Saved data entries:
══════════════════════════════
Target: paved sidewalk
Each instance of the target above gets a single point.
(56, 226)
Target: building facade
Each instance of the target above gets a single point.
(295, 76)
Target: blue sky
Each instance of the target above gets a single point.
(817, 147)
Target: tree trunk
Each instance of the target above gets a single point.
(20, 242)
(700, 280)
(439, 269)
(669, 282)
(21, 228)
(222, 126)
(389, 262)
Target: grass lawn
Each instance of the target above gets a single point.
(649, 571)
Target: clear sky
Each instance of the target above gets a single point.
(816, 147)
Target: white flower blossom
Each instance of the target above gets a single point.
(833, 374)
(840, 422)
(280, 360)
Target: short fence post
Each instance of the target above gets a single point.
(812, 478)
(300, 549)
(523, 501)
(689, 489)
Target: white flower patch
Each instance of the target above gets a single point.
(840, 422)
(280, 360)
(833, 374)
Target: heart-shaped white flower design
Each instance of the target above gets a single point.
══════════════════════════════
# Exercise details
For each line above that includes "white", copy the line.

# Response to the exercise
Target: white flower blossom
Target: white flower patch
Target: heart-shaped white flower design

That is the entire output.